# [Задания]
**A)** Воспроизведите дословно фрагмент отрывка воспоминаний. Начните со слов, содержащих «Падение Вены (13», и остановитесь после «сердцем, как свое.».
**B)** Какая дата падения Вены указана в отрывке воспоминаний?
**C)** Изложите суть отрывка воспоминаний в двух предложениях.

Падение Вены (13 апреля) не произвело на меня большого впечатления. Зато смерть Гитлера глубоко потрясла меня. Не важно, победа или пораженце, критика или слепая вера, — для всех нас он был кумиром, чье вероучение мы приняли всем сердцем, как свое.
Безоговорочная капитуляция каким-то образом помогла сбросить нервное напряжение, принесла определенное облегчение. За несколько дней до этого события мы провели последнюю контратаку и оттеснили батальоны русских на восток. Просто удивительно, но в эти последние дни противник сам находился почти на грани поражения (автор верен себе — частный успех готов сделать стратегическим. Советские войска уверенно довели дело до конца и 10 мая у Линца встретились с союзниками. — Ред.). Если бы у нас было хотя бы минимальное количество танковых и моторизованных полков, пригодных для серьезного наступления, кто знает, быть может, изумленный мир стал бы свидетелем панического бегства Красной армии (ни русская дореволюционная, ни Красная армия разрывных пуль не использовали — по моральным соображениям. В отличие от всех остальных, в частности немцев. — Ред.). Но полков у нас не было, остались всего несколько рот и «боевые группы».

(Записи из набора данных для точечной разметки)
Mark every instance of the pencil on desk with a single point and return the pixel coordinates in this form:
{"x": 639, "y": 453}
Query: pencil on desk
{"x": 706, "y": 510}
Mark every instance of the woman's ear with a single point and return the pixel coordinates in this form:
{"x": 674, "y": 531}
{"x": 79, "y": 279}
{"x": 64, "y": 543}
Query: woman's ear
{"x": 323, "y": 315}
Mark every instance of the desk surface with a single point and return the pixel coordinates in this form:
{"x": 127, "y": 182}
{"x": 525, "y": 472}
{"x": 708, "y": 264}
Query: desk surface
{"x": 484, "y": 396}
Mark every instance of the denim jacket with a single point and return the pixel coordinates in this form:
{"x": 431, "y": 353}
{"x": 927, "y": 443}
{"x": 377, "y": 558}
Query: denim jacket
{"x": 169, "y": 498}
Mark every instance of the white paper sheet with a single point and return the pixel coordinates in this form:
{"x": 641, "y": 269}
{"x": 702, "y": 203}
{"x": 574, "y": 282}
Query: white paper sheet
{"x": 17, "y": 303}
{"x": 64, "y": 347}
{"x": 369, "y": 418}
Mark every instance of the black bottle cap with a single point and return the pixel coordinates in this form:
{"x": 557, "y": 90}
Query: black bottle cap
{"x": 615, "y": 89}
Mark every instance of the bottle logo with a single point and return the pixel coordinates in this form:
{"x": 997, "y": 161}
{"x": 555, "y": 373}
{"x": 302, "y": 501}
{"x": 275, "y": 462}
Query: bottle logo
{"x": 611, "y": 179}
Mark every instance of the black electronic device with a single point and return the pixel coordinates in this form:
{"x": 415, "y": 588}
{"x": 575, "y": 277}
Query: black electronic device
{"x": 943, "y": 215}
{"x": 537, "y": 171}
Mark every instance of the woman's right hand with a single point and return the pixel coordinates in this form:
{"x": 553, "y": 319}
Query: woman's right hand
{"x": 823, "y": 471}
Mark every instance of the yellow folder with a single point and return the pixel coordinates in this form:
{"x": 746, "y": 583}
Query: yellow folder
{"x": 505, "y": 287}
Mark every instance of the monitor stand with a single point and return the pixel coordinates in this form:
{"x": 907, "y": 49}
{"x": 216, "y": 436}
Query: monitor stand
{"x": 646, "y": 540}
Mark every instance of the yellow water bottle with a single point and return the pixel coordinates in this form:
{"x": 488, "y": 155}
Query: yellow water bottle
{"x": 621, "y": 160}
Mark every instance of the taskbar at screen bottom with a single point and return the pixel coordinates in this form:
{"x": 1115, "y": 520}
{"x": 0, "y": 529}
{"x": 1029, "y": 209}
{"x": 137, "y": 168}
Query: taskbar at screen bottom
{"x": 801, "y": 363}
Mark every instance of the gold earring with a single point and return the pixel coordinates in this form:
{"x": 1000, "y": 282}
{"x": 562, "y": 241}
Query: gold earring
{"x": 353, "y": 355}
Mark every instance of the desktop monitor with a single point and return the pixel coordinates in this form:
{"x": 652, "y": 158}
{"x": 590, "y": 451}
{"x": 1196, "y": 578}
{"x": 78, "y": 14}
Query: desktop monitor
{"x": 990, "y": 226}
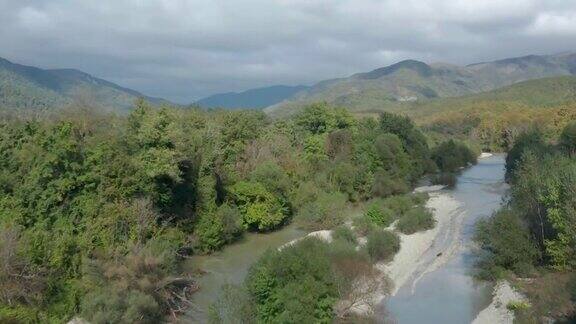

# [Ответы к заданиям]
**A)**
Падение Вены (13 апреля) не произвело на меня большого впечатления. Зато смерть Гитлера глубоко потрясла меня. Не важно, победа или пораженце, критика или слепая вера, — для всех нас он был кумиром, чье вероучение мы приняли всем сердцем, как свое.

**B)** 13 апреля.

**C)** Падение Вены 13 апреля не произвело на автора большого впечатления, тогда как смерть Гитлера, бывшего кумиром для всех, глубоко потрясла. Безоговорочная капитуляция принесла определенное облегчение; незадолго до нее последней контратакой русские батальоны были оттеснены на восток, но полков для серьезного наступления не было, остались лишь несколько рот и «боевые группы».